(Records)
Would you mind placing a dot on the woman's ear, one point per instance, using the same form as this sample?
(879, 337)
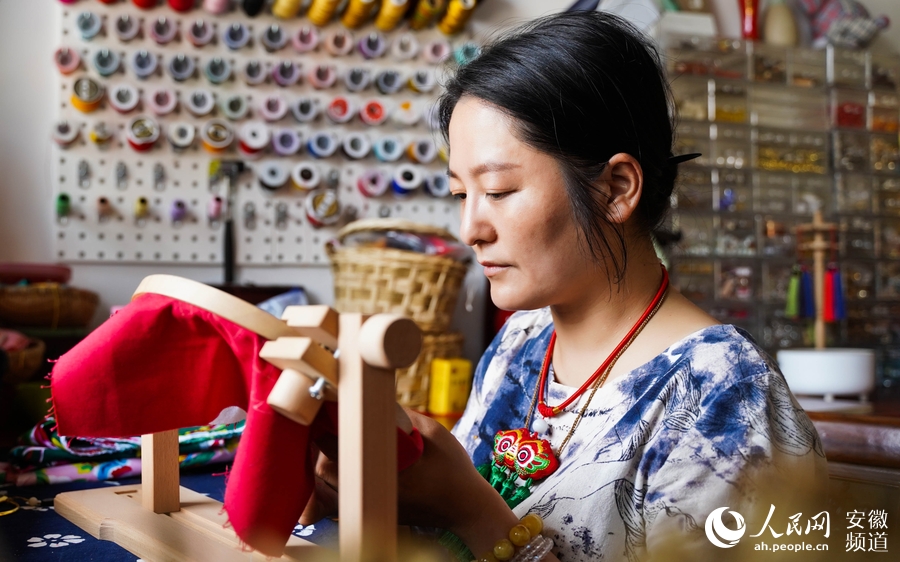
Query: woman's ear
(624, 181)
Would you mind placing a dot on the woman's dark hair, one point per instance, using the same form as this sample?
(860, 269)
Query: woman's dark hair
(581, 87)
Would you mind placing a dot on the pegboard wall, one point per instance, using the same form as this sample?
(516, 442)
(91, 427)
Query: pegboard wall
(231, 87)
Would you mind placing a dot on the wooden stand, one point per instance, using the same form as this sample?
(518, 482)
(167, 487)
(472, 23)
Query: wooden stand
(160, 521)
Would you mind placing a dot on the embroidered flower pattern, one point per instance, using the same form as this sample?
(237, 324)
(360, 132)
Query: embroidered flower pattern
(54, 541)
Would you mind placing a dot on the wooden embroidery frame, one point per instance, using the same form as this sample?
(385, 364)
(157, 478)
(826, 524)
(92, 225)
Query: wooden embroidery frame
(161, 521)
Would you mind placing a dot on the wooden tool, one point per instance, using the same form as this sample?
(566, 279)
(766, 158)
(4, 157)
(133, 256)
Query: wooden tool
(160, 521)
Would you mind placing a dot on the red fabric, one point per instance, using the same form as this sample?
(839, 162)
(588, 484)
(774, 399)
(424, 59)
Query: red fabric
(162, 364)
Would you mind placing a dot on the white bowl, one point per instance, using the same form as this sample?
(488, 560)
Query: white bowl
(828, 372)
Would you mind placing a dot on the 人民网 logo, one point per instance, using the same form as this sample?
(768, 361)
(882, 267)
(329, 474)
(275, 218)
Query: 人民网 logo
(719, 534)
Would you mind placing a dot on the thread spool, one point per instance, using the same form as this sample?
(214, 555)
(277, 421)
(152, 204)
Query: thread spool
(422, 81)
(200, 102)
(126, 28)
(273, 108)
(286, 73)
(436, 52)
(305, 176)
(437, 185)
(339, 43)
(425, 13)
(406, 180)
(390, 14)
(272, 175)
(286, 142)
(65, 133)
(87, 95)
(254, 73)
(253, 138)
(406, 114)
(89, 25)
(216, 6)
(321, 11)
(322, 208)
(422, 151)
(236, 36)
(322, 76)
(162, 31)
(405, 47)
(274, 38)
(162, 101)
(357, 79)
(357, 13)
(67, 60)
(124, 98)
(216, 135)
(142, 132)
(200, 33)
(372, 45)
(339, 110)
(322, 145)
(456, 17)
(373, 112)
(181, 67)
(305, 110)
(144, 64)
(181, 135)
(373, 183)
(387, 149)
(100, 134)
(356, 146)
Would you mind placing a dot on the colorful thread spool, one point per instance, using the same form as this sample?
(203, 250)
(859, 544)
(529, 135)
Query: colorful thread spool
(162, 31)
(458, 14)
(106, 62)
(200, 102)
(356, 146)
(181, 135)
(390, 14)
(373, 183)
(181, 67)
(87, 95)
(305, 110)
(321, 11)
(286, 73)
(126, 28)
(142, 132)
(273, 107)
(67, 60)
(254, 73)
(357, 13)
(425, 13)
(373, 113)
(162, 101)
(305, 176)
(144, 64)
(322, 76)
(200, 33)
(124, 98)
(274, 38)
(286, 142)
(216, 135)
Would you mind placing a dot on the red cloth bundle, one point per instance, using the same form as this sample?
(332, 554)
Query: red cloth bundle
(162, 364)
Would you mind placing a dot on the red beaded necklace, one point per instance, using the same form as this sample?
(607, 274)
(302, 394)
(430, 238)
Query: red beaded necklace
(550, 411)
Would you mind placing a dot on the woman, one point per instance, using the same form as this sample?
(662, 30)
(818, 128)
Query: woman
(652, 414)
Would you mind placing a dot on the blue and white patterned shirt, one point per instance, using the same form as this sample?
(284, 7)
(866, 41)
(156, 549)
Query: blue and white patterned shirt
(707, 423)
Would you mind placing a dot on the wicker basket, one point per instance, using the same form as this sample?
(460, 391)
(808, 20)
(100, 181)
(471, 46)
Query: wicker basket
(412, 382)
(374, 280)
(47, 305)
(23, 365)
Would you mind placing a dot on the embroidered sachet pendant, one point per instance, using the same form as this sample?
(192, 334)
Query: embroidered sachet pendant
(518, 453)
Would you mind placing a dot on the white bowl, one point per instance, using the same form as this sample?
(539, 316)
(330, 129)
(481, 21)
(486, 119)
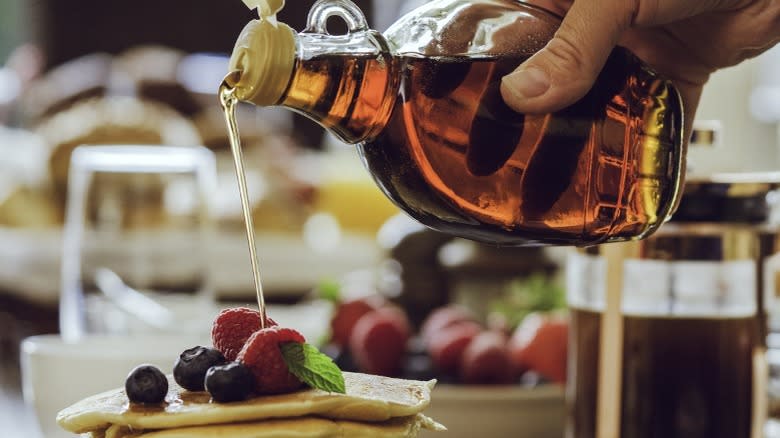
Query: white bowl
(510, 411)
(56, 374)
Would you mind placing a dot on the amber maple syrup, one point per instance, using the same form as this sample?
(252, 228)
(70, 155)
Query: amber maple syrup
(229, 102)
(599, 169)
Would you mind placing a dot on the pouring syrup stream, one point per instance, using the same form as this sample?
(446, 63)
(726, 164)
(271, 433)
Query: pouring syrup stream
(228, 101)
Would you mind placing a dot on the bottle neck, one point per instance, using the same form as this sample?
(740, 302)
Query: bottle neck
(347, 83)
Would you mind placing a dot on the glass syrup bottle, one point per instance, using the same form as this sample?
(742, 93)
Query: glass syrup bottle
(421, 103)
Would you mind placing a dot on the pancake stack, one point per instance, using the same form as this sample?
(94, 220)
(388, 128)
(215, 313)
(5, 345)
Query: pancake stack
(373, 406)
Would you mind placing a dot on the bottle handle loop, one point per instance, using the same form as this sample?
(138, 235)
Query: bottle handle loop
(344, 9)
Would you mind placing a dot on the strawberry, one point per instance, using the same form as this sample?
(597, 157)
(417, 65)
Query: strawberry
(486, 360)
(261, 354)
(232, 327)
(540, 344)
(378, 343)
(442, 318)
(446, 346)
(347, 315)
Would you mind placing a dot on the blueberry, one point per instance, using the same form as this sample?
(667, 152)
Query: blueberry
(191, 366)
(146, 384)
(229, 382)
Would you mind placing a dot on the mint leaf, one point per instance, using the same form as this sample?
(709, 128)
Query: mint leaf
(330, 290)
(313, 367)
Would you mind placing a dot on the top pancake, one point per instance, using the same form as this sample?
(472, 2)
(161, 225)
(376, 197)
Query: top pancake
(299, 427)
(368, 398)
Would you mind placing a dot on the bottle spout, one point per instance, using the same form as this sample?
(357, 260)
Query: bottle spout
(263, 57)
(265, 8)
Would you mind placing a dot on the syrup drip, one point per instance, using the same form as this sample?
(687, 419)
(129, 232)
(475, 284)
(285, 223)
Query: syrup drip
(228, 100)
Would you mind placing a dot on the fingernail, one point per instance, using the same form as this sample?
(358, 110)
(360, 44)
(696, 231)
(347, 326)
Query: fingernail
(528, 82)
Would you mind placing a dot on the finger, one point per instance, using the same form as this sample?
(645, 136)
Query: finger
(566, 68)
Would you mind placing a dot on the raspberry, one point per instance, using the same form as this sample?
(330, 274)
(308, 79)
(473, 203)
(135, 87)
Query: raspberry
(378, 344)
(446, 346)
(232, 327)
(261, 354)
(348, 313)
(442, 318)
(486, 360)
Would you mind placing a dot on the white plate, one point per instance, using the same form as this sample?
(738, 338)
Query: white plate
(498, 411)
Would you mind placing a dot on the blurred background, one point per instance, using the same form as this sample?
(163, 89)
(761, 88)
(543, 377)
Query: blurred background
(146, 72)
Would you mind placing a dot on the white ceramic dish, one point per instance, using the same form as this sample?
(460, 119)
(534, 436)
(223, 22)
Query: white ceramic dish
(56, 374)
(498, 411)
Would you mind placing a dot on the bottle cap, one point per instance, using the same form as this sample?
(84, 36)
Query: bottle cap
(265, 8)
(264, 56)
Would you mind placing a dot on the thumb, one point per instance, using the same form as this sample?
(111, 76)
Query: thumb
(565, 69)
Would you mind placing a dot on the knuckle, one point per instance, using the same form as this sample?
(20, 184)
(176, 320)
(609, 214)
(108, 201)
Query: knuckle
(566, 55)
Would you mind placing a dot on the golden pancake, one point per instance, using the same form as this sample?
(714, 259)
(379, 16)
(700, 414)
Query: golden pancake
(303, 427)
(368, 398)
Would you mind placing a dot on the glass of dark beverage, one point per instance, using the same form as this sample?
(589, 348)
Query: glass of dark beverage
(693, 361)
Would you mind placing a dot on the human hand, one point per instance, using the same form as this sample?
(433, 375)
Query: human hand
(681, 39)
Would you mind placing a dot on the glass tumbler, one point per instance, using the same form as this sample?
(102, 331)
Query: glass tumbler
(137, 229)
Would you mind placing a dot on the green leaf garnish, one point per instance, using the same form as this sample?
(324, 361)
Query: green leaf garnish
(329, 290)
(313, 367)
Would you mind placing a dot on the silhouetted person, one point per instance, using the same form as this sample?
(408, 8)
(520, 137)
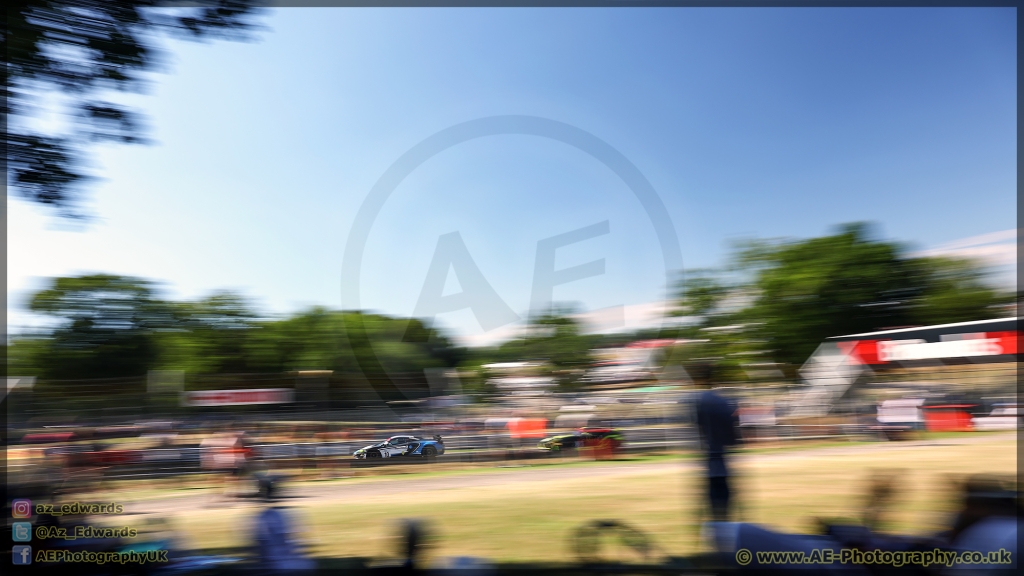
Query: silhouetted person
(717, 421)
(274, 538)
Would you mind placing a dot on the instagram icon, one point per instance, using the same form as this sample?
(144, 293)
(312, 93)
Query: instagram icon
(22, 508)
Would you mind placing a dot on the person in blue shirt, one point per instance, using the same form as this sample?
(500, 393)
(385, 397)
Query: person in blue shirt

§ What you have to do
Find the line containing "Would you mind placing a dot on the green" in the listing above. Restate it and every line after it, word for word, through the final line, leaving out the pictures.

§ Correct result
Would you mind placing a dot on the green leaf garnish, one point per instance, using the same form as this sample?
(324, 361)
Query: green leaf garnish
(329, 290)
(313, 367)
Would you mind placing a dot on the silhouetted person, one point per instance, using the same form as this sample?
(408, 8)
(520, 137)
Query: silhouetted person
(717, 421)
(274, 538)
Would you mind placing a dot on the instagram icon, one point per instance, using the same form as this sample?
(144, 293)
(312, 93)
Query: instagram icon
(22, 508)
Would you mind placing a dot on the person in blue shirt, one point per instance, using the same form as this sample?
(500, 393)
(385, 397)
Query: person in blue shirt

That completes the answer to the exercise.